* Tasks and exercises
(1) Reproduce the part of the p-cache prefetching text starting with "P-cache 114 may also" and going on through "length checker 214.".
(2) Carry on with the p-cache prefetching text from the point where it stops.

These p-slices are stored in p-cache 114, along with associated trigger and target instruction pointers. In this embodiment, a p-slice may be associated with one or two trigger instruction pointers and one target instruction pointer. A trigger instruction pointer is the IP of a load instruction that loads the base or index register, and the target instruction pointer is the IP of a load instruction that first references the newly loaded base or index register.

The IP associated with each load request is also used to access p-cache 114. Any p-slices in p-cache 114 associated with this IP may be executed by p-engine 116 to prefetch the data. The target instruction pointers associated with these prefetch requests are then used, recursively, to access both p-cache 114 and IP-based stride prefetcher 110. Target instruction pointers of delinquent loads are the most valuable, as far as prefetching is concerned, but there are often several linked accesses between L1 cache misses. A single load instruction will typically trigger a sequence of p-engine prefetch requests and, possibly, one or more IP-based stride prefetch requests.

P-cache 114 may also be used to store p-slices or other instructions or operations generated by any other known approach. For example, p-cache 114 may store helper threads for prefetching according to any known technique, such as software-based prefetching, such that the helper threads may be executed by p-engine 116. P-cache 114 is not used to store p-slices for strided accesses in this embodiment, as prefetch requests from IP-based stride prefetcher 110 are sent directly to L1 request queue 118. However, an embodiment where p-cache 114 is used for strided accesses is possible within the scope of the present invention.

FIG. 2 illustrates ART 200 according to an embodiment of the present invention. ART 200 includes ART array 202, recode logic 204, and length checker 214.

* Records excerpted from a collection
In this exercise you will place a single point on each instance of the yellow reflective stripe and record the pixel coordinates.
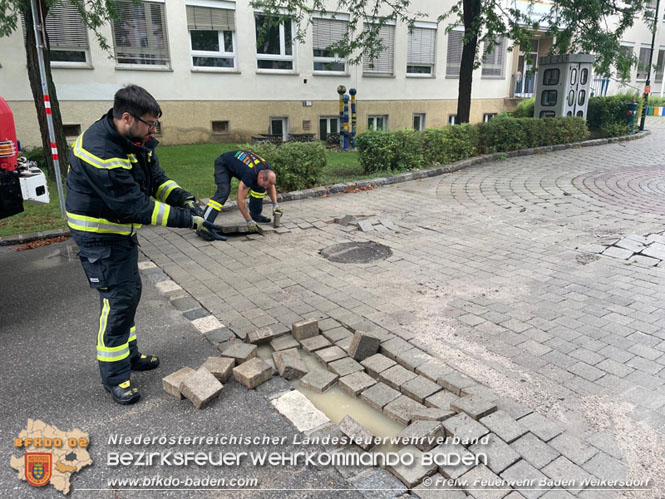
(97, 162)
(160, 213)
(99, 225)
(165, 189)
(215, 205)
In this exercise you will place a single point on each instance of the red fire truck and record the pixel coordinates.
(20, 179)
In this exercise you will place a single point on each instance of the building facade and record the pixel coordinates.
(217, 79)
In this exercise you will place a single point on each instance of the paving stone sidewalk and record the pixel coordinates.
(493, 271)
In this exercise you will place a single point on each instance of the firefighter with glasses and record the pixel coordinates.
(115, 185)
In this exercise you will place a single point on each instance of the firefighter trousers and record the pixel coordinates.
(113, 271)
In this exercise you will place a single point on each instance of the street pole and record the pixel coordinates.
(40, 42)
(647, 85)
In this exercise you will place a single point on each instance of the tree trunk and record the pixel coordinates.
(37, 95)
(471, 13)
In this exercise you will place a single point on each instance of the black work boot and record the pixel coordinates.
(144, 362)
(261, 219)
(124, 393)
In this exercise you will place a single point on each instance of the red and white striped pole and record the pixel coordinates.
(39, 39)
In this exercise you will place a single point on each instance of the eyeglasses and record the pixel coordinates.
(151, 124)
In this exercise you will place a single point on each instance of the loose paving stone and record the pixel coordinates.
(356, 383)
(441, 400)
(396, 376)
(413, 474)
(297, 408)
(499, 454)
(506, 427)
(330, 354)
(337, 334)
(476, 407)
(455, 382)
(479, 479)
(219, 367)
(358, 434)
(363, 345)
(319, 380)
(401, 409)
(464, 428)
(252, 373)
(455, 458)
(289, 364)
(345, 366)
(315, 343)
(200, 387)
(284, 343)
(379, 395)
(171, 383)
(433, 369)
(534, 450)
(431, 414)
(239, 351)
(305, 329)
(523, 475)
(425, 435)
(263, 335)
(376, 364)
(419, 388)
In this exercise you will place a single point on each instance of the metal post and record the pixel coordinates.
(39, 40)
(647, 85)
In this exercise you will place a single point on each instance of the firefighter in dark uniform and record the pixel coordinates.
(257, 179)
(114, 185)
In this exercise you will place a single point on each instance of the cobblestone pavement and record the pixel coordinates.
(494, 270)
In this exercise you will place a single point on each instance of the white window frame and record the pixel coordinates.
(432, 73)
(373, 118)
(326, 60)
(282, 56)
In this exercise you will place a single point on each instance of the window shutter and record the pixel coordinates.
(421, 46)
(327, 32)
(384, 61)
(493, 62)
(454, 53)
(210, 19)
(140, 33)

...

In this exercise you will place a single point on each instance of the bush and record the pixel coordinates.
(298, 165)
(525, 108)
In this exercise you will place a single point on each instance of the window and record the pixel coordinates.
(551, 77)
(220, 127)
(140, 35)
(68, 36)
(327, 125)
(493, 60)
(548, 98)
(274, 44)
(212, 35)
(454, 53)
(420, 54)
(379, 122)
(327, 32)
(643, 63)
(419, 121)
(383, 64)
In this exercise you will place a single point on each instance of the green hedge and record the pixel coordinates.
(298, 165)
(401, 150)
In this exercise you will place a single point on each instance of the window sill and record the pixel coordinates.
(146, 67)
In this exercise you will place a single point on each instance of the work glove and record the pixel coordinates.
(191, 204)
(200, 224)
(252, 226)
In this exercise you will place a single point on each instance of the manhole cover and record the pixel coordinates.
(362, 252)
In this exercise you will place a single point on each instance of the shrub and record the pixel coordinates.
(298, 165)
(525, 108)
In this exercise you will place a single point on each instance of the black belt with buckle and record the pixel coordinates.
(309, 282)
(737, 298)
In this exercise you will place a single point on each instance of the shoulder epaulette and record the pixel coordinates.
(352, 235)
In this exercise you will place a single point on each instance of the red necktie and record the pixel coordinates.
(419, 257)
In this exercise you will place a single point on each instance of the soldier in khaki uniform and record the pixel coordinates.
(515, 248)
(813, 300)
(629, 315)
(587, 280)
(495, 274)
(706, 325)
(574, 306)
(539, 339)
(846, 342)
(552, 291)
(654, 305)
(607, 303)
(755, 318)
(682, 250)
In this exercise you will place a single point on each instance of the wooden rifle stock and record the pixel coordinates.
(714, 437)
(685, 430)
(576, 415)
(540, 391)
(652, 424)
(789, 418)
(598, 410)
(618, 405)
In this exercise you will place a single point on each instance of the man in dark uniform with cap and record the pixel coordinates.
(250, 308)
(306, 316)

* Outputs
(1)
P-cache 114 may also be used to store p-slices or other instructions or operations generated by any other known approach. For example, p-cache 114 may store helper threads for prefetching according to any known technique, such as software-based prefetching, such that the helper threads may be executed by p-engine 116. P-cache 114 is not used to store p-slices for strided accesses in this embodiment, as prefetch requests from IP-based stride prefetcher 110 are sent directly to L1 request queue 118. However, an embodiment where p-cache 114 is used for strided accesses is possible within the scope of the present invention.

FIG. 2 illustrates ART 200 according to an embodiment of the present invention. ART 200 includes ART array 202, recode logic 204, and length checker 214.

(2)
ART 200 is coupled to an instruction decoder, such as ART 112 is coupled to instruction decode unit 104 in the embodiment of FIG. 1, to receive the OP, DST, SRC, and Immed fields from a decoded instruction. These fields are used by recode logic 204 to generate a p-slice and a p-slice valid indicator. In this embodiment, p-slice valid indicator is only set, or otherwise used to indicate that a p-slice is valid, for decoded instructions where the OP field may be recoded as a simple add, sub, shift, logical, load, or prefetch-conditional-end (prefetchCEnd) operation, or where the DST and SRC fields may be recoded as some form of a base address, plus an index (or shifted index) value, plus the value from the Immed field.

ART array 202 includes one entry per architected register. Each entry includes p-slice valid indicator field 216, trigger-IP field 216, and p-slice field 218 to hold one or more p-slice operations. Any decoded instruction that updates an architected register is also used to update the ART entry associated with that register. A load instruction clears p-slice field 218, sets p-slice valid indicator field 216, and enters the load instruction's IP in trigger-IP field 216 for the entry associated with the destination register. A move instruction copies the ART entry associated with the move instruction's SRC field to the ART entry associated with the move instruction's DST field.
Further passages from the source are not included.